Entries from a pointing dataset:
----------
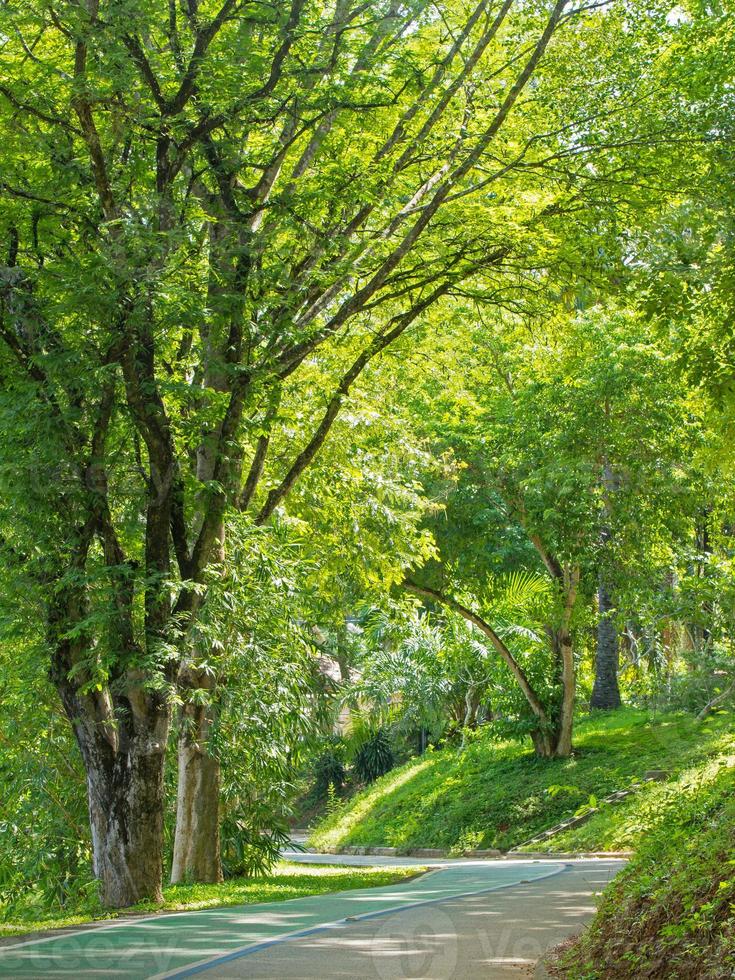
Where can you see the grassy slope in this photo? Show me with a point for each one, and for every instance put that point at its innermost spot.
(284, 882)
(498, 794)
(671, 912)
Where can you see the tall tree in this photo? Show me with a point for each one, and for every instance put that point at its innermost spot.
(202, 199)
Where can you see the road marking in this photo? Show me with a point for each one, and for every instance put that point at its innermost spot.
(204, 965)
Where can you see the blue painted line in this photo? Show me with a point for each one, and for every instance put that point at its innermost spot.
(326, 927)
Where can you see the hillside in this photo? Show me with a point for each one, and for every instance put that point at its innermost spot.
(671, 912)
(498, 794)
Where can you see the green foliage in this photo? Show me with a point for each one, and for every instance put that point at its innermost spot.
(374, 757)
(329, 771)
(671, 911)
(503, 795)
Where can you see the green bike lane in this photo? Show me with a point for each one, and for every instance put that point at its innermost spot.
(186, 944)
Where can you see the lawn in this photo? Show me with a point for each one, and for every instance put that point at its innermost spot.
(286, 880)
(498, 794)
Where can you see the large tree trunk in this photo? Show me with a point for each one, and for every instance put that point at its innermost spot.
(197, 843)
(122, 731)
(126, 805)
(124, 763)
(606, 693)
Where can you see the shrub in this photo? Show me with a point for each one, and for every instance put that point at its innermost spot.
(374, 757)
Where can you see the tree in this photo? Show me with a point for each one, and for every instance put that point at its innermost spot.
(199, 202)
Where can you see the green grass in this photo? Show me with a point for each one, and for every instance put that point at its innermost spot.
(285, 881)
(671, 912)
(498, 794)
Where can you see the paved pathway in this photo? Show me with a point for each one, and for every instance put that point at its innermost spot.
(464, 920)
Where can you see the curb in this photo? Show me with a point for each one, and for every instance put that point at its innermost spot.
(490, 854)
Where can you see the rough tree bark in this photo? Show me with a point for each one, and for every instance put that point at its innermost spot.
(197, 843)
(123, 746)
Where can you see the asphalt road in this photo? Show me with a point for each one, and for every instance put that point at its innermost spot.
(464, 920)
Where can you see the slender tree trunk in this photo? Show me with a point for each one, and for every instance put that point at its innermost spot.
(197, 842)
(563, 746)
(606, 692)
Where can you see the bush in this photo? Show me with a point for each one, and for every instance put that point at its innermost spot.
(329, 770)
(374, 757)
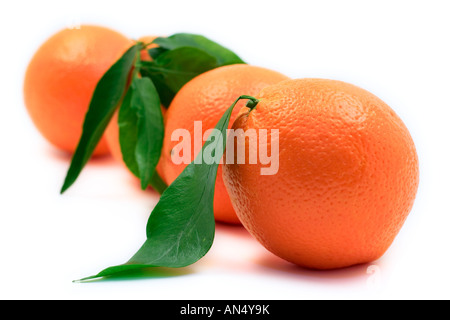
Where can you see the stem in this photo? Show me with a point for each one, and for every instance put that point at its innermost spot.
(252, 101)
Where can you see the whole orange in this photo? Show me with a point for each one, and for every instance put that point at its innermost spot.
(205, 98)
(61, 78)
(347, 177)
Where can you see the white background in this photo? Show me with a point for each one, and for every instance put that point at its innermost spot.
(399, 50)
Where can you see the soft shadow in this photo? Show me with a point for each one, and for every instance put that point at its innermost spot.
(273, 264)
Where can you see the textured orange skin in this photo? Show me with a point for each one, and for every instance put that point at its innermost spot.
(205, 98)
(62, 77)
(348, 174)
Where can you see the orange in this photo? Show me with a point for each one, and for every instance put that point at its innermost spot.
(347, 177)
(205, 98)
(61, 79)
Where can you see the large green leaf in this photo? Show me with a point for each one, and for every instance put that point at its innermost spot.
(174, 68)
(223, 55)
(181, 227)
(141, 131)
(105, 100)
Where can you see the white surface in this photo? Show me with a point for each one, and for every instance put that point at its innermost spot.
(399, 50)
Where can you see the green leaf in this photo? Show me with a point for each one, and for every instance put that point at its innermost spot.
(105, 100)
(174, 68)
(141, 131)
(181, 227)
(223, 55)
----------
_GOAL_. Rewrite all of the records with "in this photo" replaced by "in this image" and everything else unchanged. Leave the pictures out.

_TASK RESULT_.
Where can you see the grassy slope in this image? Show me with a point for each one, and for every instance put that point at its innermost spot.
(284, 882)
(498, 794)
(671, 912)
Where can you see the tall tree in this image? Show me with a point for each one, and for every instance put that point at its innermost spot.
(202, 199)
Where can you see the road marking in this image? Show me with a point for each one, and for every instance put that point at its innermost spot.
(204, 965)
Where can you see the blue painted line in this image? Show me with a point for each one, and for every instance put that point at its innermost spot.
(326, 927)
Where can you see the hillside in this image? Show me with a point for each one, and for every instance put that point at its innermost spot.
(671, 912)
(498, 794)
Where can you see the green foliage in this image? Show me with a point for each one, and for every instance put that point at its innermost spot.
(374, 757)
(329, 771)
(671, 911)
(503, 795)
Where can you see the green bike lane in this image? Show me with a point for each one, and for every instance put that point at its innermost spot.
(186, 944)
Where can you see the lawn in this image? Show me with a point for each one, and for every instance put that point at its innermost spot.
(286, 880)
(498, 794)
Where can you see the large tree trunk in this image? Show me with a point for each one, and for every instance put that point at its innermost spot.
(197, 843)
(122, 731)
(126, 805)
(124, 763)
(606, 693)
Where can you see the shrub in this image? Show me with a point for each one, and for every instance put that point at its innermost spot.
(374, 757)
Where can you see the tree in this image? Show me with a point for each one, and for every instance put that point at its innermost spot.
(199, 202)
Where can you see the green grass in this image? Show me with a point for each one, and for every instance put that point at its innermost spot.
(285, 881)
(671, 912)
(498, 794)
Where can you see the paved pathway in this image? Show me with a point for each one, and for every instance put that point at its innermost spot.
(464, 920)
Where can you see the curb in this image? Show me with a point for each one, and for every instance put that point at its innermost spot.
(490, 854)
Where can you see the rough tree bark in this image? Show me with a point for each one, and for every instance put that point at its innermost spot.
(197, 843)
(123, 746)
Where can you see the asphalt road in this image? Show me with a point for each one, and for every instance put that point at its innermost spot.
(464, 920)
Where can you see the slender tree trunk in this image? Show me with a point for each one, and for every instance put that point at its innermost spot.
(197, 842)
(563, 746)
(606, 692)
Where can you see the bush in this image? Show me with a point for each one, and for every instance put that point at its innermost spot.
(329, 770)
(374, 757)
Where can you see the stem in this image? Show me with a point for each one, and for every instance put that point at its innermost spot.
(252, 101)
Where can you see the whole orange in this image? Show me with a point for each one, and for every instance put that point at its innermost spot.
(205, 98)
(61, 78)
(347, 177)
Where can you see the white background in this image? Show me with a point for each one, and for every instance put that point at its innermost spot.
(399, 50)
Where can you see the soft shadow in this image? Show me with a point for each one, and for every instance put that point at its innermost spot.
(273, 264)
Where can you see the textured orange skin in this image? Show me with a point for each one, and for every instance put that point at its innermost spot.
(205, 98)
(62, 77)
(348, 174)
Where can you see the orange in this image? Show me with a point for each one, and for every instance put that point at its innermost spot.
(347, 177)
(205, 98)
(61, 79)
Where can you see the large green leaf in this image? Show me with a point for each one, and for every instance put that point at its innermost spot.
(174, 68)
(223, 55)
(181, 227)
(141, 131)
(105, 100)
Where can you see the white surface in this image? Show me with a point for each one, and for every instance put that point at its innermost spot.
(399, 50)
Where can you see the green leaf in this image? Show me with a point for each one, and for every instance put that point at its innermost spot.
(105, 100)
(174, 68)
(141, 131)
(181, 227)
(223, 55)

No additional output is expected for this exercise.